» Work to complete
Keep only the lines of the material below that contain the word "floodwater". Copy those lines.

» The records
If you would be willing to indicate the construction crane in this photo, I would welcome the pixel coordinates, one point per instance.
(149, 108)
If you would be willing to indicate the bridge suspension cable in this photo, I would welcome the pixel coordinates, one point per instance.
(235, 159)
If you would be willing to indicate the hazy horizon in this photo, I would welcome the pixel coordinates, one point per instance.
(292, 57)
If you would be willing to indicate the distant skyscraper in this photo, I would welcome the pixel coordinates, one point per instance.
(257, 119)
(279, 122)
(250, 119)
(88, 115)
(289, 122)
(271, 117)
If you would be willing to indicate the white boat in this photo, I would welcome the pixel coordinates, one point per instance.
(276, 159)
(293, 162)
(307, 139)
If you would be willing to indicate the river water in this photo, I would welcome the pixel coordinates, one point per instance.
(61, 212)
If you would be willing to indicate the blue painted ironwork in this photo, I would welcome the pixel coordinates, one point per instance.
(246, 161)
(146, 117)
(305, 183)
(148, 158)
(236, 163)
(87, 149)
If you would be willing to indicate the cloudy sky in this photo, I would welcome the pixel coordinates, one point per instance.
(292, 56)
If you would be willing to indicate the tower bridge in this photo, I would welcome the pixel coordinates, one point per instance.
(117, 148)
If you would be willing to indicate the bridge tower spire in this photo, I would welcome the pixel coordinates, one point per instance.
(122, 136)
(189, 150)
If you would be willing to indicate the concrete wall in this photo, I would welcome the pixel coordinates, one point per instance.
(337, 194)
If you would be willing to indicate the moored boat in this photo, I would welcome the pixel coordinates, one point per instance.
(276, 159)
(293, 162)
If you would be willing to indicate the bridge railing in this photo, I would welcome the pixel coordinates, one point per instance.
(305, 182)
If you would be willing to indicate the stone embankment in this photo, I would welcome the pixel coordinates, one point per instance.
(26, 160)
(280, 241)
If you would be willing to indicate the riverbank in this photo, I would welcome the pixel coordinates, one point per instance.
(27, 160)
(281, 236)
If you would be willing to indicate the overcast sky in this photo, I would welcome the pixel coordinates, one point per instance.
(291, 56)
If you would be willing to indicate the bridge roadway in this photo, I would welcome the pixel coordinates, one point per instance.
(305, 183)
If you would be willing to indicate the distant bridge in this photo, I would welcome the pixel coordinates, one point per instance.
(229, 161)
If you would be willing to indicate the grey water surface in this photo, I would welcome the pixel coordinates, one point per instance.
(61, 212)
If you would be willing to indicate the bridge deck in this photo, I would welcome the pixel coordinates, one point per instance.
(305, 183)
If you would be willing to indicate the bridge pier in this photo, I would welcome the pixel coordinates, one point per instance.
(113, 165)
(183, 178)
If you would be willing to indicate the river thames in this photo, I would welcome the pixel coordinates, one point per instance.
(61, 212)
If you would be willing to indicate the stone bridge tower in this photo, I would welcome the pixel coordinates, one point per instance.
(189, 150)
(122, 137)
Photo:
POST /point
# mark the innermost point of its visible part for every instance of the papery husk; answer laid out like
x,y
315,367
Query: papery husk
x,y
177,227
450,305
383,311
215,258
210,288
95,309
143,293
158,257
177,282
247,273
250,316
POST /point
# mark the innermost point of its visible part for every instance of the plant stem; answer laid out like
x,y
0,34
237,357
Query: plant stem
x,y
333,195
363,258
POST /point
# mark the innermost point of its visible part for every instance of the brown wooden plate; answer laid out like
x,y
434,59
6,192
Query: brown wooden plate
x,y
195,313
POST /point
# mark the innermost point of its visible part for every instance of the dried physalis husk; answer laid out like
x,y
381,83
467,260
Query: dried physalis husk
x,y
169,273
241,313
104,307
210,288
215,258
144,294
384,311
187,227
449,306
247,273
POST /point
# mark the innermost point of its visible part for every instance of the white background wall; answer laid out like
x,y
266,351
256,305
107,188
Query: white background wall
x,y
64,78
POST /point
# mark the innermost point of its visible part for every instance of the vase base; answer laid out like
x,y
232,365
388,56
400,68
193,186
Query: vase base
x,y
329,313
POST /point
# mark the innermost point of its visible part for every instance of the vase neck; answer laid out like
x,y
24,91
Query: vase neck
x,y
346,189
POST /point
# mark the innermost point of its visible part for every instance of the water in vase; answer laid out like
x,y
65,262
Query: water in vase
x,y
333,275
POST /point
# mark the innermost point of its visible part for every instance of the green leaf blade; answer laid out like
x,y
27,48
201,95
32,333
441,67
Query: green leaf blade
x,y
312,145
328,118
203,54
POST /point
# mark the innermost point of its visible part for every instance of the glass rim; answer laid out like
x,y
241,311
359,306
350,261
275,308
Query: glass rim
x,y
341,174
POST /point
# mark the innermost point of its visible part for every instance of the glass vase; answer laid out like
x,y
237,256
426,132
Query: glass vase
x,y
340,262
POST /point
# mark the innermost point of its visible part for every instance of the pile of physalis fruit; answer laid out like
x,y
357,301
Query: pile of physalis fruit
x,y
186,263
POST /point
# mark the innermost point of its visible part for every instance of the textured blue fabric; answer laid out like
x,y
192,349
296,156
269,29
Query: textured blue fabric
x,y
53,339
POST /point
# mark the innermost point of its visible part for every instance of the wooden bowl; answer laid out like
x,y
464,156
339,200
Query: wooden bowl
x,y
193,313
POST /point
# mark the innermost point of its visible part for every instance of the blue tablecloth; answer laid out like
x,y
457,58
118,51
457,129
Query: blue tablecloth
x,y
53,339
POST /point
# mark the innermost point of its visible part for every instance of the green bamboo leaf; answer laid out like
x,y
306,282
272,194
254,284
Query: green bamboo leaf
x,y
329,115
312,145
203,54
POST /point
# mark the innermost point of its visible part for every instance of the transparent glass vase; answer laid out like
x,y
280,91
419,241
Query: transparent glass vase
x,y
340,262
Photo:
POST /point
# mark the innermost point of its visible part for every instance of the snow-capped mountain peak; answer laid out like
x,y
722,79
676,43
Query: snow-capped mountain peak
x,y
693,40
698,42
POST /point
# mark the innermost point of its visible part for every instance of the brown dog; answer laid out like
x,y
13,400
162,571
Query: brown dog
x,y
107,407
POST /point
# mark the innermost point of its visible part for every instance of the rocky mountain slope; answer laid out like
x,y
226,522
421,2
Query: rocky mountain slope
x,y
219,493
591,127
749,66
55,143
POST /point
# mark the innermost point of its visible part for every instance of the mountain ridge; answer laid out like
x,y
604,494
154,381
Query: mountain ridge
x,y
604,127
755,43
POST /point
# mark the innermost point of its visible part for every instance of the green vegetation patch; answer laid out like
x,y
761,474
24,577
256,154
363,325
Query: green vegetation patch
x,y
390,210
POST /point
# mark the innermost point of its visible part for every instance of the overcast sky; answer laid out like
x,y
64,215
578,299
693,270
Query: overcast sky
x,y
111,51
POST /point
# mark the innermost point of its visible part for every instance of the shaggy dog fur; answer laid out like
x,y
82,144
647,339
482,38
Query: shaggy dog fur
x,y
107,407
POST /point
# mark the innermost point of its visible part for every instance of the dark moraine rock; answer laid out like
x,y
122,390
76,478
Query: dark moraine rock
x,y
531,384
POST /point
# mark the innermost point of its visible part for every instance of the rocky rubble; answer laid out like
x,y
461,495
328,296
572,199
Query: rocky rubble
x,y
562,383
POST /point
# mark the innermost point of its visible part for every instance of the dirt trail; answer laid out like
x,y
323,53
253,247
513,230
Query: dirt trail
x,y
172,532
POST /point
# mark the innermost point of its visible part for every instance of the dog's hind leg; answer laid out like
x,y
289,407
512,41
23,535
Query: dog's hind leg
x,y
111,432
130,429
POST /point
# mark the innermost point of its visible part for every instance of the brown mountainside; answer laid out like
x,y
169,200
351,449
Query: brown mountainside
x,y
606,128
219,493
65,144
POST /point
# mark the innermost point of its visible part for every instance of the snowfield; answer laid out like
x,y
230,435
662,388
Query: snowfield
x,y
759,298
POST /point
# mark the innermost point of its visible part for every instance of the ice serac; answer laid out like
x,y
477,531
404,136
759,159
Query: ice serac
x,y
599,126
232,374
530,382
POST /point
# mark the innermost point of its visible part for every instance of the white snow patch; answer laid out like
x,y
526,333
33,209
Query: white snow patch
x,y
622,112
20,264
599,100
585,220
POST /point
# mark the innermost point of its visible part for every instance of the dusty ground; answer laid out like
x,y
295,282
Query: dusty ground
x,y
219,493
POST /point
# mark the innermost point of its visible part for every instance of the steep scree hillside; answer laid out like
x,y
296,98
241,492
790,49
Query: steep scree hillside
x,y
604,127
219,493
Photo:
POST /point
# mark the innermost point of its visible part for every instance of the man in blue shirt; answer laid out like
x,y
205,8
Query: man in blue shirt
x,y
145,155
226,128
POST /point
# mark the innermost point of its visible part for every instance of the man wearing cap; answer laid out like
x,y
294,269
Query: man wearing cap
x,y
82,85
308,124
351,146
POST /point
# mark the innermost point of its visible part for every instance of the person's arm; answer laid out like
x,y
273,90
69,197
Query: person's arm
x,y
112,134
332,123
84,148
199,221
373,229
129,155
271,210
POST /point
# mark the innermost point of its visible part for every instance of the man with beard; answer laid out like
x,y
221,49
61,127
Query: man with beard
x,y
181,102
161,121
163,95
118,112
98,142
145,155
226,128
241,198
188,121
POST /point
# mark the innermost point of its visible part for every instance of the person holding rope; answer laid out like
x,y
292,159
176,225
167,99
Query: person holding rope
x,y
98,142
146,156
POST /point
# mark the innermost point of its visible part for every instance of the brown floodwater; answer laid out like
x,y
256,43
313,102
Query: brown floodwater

» Solution to this problem
# mark the innermost point of its visible part for every instance of the brown floodwater; answer laid out like
Query: brown floodwater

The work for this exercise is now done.